_Set exercise_
Transcribe every line of the listing below verbatim.

_Entries from a point annotation set_
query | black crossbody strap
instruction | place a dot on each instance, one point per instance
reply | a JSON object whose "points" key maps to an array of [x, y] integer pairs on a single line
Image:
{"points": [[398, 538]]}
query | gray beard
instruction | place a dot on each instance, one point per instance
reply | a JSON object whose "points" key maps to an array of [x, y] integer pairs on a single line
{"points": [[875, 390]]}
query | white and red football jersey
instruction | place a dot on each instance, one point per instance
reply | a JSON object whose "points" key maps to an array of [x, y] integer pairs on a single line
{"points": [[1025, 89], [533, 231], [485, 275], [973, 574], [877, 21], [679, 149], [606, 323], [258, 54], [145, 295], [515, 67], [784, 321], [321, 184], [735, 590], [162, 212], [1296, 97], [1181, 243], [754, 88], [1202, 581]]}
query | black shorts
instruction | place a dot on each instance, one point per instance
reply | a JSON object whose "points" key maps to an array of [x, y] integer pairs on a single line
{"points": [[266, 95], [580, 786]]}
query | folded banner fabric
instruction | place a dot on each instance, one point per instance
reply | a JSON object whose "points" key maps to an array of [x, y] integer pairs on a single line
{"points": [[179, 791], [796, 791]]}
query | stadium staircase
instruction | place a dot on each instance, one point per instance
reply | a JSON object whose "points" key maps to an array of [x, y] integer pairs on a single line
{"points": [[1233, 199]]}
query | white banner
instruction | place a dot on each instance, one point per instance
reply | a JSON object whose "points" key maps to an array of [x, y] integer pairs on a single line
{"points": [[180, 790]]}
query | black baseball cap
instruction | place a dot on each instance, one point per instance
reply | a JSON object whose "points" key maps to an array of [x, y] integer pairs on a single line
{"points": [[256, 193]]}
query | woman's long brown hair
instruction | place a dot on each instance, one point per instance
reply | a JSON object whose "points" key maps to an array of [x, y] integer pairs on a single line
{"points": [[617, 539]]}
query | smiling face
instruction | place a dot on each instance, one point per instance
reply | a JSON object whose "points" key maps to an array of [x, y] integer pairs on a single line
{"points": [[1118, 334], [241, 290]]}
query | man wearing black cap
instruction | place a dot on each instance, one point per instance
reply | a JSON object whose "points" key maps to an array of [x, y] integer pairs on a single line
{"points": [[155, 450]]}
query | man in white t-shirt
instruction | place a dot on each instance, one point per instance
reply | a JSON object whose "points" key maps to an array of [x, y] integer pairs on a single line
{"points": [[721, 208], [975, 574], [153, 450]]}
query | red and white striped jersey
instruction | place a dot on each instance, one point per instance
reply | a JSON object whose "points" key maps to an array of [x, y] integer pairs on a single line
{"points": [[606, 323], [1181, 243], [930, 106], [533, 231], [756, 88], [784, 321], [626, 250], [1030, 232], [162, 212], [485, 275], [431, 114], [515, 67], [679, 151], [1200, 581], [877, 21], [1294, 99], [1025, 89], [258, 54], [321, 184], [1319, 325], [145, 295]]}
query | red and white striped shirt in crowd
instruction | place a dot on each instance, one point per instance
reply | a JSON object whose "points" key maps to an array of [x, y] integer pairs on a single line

_The response_
query | black crossbody strap
instruction | place a dot on each instance, one point per instance
reply | a JSON object whose "points" key maps to an array of [x, y] integer pairs on a single line
Image:
{"points": [[398, 538]]}
query | gray beard
instruction | place a dot on each instance, one point per instance
reply | a JSON object whose "points" key maps to an array of [x, y] integer pairs on a single line
{"points": [[875, 390]]}
query | white and red football jersey
instruction | place a dot on each instance, one point per instance
reply | a JSON object whose "points" key maps to an array of [x, y] integer pairs on a single line
{"points": [[1025, 89], [533, 231], [485, 275], [973, 574], [877, 21], [679, 149], [606, 323], [258, 54], [145, 295], [515, 67], [784, 321], [321, 184], [735, 590], [162, 212], [1296, 97], [1181, 243], [754, 88], [1202, 581]]}
query | black shorts
instruction | place a dot on each instance, one point per instance
reply | a JSON object whose "points" key maps to an array of [x, y] integer pairs on a single line
{"points": [[266, 95], [580, 786]]}
query | folded banner fabric
instruction | place a dot on each instance, one point per instance
reply | a JSON object whose "points" key maps to an array of [x, y] integer pairs on a single line
{"points": [[179, 791], [796, 791]]}
query | stadium staircase
instruction | place a dot on each instance, one point per instance
reply | a JSON object whose "points" key maps to an array of [x, y] integer pairs on a single line
{"points": [[1233, 199]]}
query | white banner
instruction | place a dot on each instance, one point per instance
reply | a JSON object whose "points" key maps to an array of [x, y] integer pairs on a single line
{"points": [[180, 790]]}
query | black baseball cap
instruction | place a dot on each instance, one point per instance
reply | a JSON object whose "points" key maps to an array of [x, y] integer pairs on a single line
{"points": [[256, 193]]}
query | woman's long brown hair
instruction | place a dot on each instance, one point per instance
reply | a JSON object whose "points" key maps to an array of [x, y] integer pairs on a single line
{"points": [[617, 539]]}
query | smiling face
instruction | place a dot on each instance, one point per instance
reply | a JSON object whose "points" key maps to an array of [x, y] integer pairs on a single line
{"points": [[1118, 334], [241, 290]]}
query | man wearing black cap
instruction | place a dot on each instance, one point per instance
reply | a JSON object whose "points" key maps to an array of [x, y] integer pairs on a single line
{"points": [[155, 450]]}
query | man in white t-shirt
instruction | place a dot on each instance, one point per instance
reply | a JSON object whose "points" key maps to an array of [x, y] integer pairs on a single line
{"points": [[721, 208], [975, 574], [153, 450]]}
query | red and white striped jersey
instruction | place a dot on each instance, one point per instance
reply | a JSON object whose "points" key maps to an array of [x, y] integer pairs on a single line
{"points": [[606, 323], [1181, 243], [930, 106], [533, 231], [756, 88], [784, 321], [626, 250], [1030, 232], [162, 212], [485, 275], [431, 114], [515, 67], [679, 151], [1200, 581], [877, 21], [1294, 99], [1025, 89], [258, 54], [321, 184], [1319, 325], [145, 295]]}
query | red and white striped shirt in crowd
instruction | place a dot on each instance, one point per instance
reply | a JSON object whose "points" key maps to an array of [x, y] integer pairs on a single line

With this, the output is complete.